> _To do_:
Copy everything in the Weinstein Lab text below, from "The Weinstein Lab at" down to "vessels during embryogenesis.", word for word.

> _Document section_:
The Weinstein Lab at NIH
The Weinstein Lab is a part of the Laboratory of Molecular Genetics (LMG) in the National Institute of Child Health and Human Development (NICHD), one of the institutes comprising the National Institutes of Health (NIH) The laboratory is located on the NIH main campus in Bethesda, Maryland, a few miles outside of Washington, D.C.
We study the embryonic origins of the vertebrate vascular system, using the zebrafish. Genetic and experimental analysis of the formation of this early-developing, essential organ system is difficult in most vertebrates, but the zebrafish offers important advantages for these studies. We make full use of these advantages in our research, which is aimed at understanding what guides the specification, differentiation, patterning, and morphogenesis of blood vessels during embryogenesis.
Studies of vascular development have tremendous potential medical relevance. Circulatory system-associated mortality is the leading cause of death in the western world. Many of the developmental processes we study are important in human congenital and acquired vascular diseases, and some of the mutations we have already characterized model known human congenital disorders. Recently, there has also been tremendous interest in using antiangiogenic therapies to combat cancer by "starving" tumors of their blood supply. Proangiogenic therapies also show promise for treating or preventing limb and cardiovascular ischemia. Many of the proteins being targeted for these therapies are the same ones that play major roles in developmental blood vessel formation. and developmental studies such as those carried out in our laboratory will likely unearth additional medically useful molecules. Furthermore, understanding how these genes act in their normal developmental contexts will be an important in instructing whether and how they are to be used in therapeutic settings.

> _Provided information_:
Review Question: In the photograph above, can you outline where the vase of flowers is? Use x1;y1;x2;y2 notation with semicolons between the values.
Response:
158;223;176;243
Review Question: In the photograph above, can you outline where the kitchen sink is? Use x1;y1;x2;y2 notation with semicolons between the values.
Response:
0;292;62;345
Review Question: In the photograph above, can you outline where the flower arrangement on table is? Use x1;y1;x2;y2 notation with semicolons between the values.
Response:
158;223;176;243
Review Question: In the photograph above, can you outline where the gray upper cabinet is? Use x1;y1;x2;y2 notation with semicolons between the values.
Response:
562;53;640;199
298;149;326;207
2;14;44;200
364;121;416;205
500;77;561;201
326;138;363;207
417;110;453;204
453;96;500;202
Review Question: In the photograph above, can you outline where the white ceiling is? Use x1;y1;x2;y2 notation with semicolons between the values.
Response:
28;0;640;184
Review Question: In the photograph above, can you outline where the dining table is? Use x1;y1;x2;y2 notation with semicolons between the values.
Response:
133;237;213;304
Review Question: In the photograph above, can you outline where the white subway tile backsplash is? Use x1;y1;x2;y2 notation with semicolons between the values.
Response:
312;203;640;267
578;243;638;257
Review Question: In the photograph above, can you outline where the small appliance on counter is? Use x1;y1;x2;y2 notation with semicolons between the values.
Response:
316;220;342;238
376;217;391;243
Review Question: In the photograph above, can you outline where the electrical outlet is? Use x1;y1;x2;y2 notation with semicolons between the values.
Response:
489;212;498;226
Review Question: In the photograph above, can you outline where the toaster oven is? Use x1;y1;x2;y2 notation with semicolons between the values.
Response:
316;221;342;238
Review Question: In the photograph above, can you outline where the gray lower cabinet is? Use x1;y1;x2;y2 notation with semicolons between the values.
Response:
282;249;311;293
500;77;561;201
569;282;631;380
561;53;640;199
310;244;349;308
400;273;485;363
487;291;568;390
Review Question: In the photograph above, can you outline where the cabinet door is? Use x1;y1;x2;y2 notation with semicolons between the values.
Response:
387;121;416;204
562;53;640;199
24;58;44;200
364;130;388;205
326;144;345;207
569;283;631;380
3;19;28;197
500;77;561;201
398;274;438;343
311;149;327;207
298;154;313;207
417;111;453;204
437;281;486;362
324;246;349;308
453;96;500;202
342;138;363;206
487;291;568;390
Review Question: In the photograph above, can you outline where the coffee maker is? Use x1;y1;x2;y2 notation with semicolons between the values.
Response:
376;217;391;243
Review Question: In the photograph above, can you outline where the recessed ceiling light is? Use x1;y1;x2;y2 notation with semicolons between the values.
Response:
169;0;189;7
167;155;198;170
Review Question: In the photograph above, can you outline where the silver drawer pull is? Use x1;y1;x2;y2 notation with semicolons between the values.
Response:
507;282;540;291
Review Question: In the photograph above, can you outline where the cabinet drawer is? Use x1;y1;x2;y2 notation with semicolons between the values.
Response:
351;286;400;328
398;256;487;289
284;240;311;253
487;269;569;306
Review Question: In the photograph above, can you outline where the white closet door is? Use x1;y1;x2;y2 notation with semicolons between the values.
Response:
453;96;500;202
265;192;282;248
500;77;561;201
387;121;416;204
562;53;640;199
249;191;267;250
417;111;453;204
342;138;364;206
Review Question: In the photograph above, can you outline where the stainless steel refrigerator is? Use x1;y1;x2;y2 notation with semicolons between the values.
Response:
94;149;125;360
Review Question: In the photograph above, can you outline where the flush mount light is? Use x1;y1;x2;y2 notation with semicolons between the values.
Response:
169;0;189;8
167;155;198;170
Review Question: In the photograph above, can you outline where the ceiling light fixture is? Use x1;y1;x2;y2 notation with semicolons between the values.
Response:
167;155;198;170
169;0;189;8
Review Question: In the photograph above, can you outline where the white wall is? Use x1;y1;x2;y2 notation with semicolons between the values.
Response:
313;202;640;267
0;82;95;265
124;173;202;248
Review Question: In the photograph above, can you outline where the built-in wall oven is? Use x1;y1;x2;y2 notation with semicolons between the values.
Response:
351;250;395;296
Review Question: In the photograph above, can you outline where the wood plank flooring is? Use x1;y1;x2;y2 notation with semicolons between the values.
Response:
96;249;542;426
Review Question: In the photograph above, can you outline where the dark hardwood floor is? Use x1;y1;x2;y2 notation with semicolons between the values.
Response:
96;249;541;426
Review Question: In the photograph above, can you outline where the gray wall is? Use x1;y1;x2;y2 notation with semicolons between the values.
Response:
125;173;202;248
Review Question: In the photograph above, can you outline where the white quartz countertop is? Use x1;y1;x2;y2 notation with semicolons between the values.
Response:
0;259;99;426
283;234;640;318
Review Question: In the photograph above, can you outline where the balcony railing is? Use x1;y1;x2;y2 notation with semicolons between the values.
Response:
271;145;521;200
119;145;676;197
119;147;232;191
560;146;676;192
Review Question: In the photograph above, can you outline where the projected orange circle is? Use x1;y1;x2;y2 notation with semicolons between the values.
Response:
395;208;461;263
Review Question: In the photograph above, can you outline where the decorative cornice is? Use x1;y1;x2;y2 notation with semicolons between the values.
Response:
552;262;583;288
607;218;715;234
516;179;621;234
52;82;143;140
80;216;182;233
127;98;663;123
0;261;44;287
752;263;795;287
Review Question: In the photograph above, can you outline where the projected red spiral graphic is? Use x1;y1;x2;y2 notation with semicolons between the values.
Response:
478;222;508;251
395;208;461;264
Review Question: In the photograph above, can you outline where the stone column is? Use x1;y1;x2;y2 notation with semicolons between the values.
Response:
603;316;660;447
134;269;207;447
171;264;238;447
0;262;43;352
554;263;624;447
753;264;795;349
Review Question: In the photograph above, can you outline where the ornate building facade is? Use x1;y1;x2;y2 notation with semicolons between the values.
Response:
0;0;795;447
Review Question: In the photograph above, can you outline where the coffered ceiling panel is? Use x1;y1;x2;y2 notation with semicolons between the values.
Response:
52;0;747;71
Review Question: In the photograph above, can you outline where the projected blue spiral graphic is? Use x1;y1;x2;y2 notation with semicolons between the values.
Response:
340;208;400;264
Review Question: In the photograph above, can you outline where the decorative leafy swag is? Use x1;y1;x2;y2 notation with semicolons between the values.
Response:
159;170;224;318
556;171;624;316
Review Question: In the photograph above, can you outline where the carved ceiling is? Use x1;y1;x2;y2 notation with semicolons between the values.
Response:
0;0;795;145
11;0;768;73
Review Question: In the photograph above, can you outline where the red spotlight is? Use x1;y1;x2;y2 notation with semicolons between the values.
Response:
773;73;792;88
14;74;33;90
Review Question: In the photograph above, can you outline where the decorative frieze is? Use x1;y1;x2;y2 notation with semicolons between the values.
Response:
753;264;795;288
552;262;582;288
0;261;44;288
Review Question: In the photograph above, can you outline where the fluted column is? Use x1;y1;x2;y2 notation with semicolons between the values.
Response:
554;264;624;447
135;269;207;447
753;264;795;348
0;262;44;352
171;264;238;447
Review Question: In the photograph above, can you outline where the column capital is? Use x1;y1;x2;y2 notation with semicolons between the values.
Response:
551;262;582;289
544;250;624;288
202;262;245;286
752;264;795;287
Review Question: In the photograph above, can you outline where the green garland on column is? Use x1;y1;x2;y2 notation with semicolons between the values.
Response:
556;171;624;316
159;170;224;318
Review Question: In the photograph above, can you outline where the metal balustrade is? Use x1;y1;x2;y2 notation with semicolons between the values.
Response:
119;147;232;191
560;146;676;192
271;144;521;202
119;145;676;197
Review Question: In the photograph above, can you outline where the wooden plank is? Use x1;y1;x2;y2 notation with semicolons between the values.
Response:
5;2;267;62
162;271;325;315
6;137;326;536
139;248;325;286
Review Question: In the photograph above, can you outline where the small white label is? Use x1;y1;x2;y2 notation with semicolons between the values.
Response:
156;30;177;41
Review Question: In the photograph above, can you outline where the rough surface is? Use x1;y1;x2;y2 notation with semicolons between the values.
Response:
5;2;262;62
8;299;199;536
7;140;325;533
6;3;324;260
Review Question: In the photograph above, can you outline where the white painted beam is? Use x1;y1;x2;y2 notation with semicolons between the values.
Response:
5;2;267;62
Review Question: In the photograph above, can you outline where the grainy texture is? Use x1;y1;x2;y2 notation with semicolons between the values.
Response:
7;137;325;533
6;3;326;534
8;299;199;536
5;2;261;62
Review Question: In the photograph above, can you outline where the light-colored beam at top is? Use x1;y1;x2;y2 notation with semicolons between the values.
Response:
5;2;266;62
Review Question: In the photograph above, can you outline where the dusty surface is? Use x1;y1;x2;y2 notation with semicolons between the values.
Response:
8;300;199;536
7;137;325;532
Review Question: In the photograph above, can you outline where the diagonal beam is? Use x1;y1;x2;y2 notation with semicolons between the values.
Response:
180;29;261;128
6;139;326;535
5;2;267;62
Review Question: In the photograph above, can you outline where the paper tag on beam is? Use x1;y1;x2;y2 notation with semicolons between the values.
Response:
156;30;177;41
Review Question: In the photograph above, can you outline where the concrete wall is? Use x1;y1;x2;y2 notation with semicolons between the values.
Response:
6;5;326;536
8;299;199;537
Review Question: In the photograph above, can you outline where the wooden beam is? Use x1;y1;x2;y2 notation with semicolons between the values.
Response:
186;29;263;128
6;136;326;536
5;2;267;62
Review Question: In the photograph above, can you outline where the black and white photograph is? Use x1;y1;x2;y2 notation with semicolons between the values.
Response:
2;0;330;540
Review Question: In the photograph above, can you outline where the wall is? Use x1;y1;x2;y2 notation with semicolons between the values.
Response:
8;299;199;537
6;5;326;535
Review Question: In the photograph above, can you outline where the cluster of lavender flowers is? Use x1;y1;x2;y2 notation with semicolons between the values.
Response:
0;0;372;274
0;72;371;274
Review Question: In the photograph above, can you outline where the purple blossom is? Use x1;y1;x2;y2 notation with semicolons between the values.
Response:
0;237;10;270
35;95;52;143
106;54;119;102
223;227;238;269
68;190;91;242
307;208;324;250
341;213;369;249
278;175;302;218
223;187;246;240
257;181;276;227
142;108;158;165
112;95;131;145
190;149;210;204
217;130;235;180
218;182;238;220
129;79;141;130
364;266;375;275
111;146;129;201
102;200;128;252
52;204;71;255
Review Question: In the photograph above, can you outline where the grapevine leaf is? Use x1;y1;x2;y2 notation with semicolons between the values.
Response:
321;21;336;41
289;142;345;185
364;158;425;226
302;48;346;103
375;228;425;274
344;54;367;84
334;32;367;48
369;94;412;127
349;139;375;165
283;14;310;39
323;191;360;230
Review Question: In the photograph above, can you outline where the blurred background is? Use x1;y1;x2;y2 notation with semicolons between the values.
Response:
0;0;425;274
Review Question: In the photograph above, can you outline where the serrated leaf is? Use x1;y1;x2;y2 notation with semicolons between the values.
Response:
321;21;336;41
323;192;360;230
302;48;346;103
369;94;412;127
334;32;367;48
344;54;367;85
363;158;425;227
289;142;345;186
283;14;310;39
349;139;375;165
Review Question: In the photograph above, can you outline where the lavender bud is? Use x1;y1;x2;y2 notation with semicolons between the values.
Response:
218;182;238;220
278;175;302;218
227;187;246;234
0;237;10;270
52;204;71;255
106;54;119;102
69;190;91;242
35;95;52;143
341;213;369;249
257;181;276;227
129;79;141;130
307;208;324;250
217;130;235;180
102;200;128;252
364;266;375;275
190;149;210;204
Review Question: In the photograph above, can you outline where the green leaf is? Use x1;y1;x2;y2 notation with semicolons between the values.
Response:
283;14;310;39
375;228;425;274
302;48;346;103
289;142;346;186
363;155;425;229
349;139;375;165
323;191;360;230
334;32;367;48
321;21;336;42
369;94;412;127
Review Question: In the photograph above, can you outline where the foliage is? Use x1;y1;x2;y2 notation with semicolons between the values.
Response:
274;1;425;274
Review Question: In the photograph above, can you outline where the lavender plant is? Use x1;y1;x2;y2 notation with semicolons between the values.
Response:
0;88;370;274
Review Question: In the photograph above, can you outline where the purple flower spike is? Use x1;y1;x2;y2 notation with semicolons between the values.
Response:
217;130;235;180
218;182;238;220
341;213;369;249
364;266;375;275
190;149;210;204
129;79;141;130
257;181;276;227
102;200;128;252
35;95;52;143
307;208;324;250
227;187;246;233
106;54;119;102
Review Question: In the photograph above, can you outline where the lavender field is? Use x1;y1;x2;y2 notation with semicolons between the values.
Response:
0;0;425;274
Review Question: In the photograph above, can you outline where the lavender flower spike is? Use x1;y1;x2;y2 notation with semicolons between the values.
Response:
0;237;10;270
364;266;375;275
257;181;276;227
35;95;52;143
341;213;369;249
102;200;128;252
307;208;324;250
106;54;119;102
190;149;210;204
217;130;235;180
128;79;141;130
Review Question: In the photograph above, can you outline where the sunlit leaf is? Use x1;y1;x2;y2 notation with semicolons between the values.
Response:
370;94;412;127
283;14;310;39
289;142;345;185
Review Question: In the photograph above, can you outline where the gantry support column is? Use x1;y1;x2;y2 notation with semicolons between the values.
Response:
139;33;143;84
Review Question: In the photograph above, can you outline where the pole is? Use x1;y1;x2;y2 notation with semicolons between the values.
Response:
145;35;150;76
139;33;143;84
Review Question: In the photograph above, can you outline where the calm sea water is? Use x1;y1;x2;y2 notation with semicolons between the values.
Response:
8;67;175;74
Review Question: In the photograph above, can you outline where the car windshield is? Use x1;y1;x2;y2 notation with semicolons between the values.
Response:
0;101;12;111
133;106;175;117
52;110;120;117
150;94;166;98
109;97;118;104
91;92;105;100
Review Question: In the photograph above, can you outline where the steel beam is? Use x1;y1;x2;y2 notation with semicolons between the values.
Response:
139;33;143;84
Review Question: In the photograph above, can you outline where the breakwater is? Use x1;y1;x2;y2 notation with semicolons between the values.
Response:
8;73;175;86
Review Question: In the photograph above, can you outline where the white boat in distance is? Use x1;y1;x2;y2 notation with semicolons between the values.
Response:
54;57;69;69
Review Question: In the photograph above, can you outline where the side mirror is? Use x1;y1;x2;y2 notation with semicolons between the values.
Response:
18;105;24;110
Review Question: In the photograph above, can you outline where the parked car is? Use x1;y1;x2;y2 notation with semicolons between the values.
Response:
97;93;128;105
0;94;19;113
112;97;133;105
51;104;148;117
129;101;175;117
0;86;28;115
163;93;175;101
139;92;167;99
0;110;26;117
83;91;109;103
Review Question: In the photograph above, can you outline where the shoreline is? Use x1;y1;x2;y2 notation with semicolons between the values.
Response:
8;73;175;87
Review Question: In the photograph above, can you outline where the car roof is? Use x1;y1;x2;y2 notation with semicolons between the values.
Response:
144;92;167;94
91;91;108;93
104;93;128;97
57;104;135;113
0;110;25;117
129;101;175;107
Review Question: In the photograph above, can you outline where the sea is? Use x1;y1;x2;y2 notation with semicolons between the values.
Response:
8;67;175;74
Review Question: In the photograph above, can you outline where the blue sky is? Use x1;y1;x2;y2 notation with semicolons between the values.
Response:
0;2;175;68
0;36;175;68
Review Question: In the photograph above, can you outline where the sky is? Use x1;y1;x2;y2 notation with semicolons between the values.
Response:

> _Exercise result_:
The Weinstein Lab at NIH
The Weinstein Lab is a part of the Laboratory of Molecular Genetics (LMG) in the National Institute of Child Health and Human Development (NICHD), one of the institutes comprising the National Institutes of Health (NIH) The laboratory is located on the NIH main campus in Bethesda, Maryland, a few miles outside of Washington, D.C.
We study the embryonic origins of the vertebrate vascular system, using the zebrafish. Genetic and experimental analysis of the formation of this early-developing, essential organ system is difficult in most vertebrates, but the zebrafish offers important advantages for these studies. We make full use of these advantages in our research, which is aimed at understanding what guides the specification, differentiation, patterning, and morphogenesis of blood vessels during embryogenesis.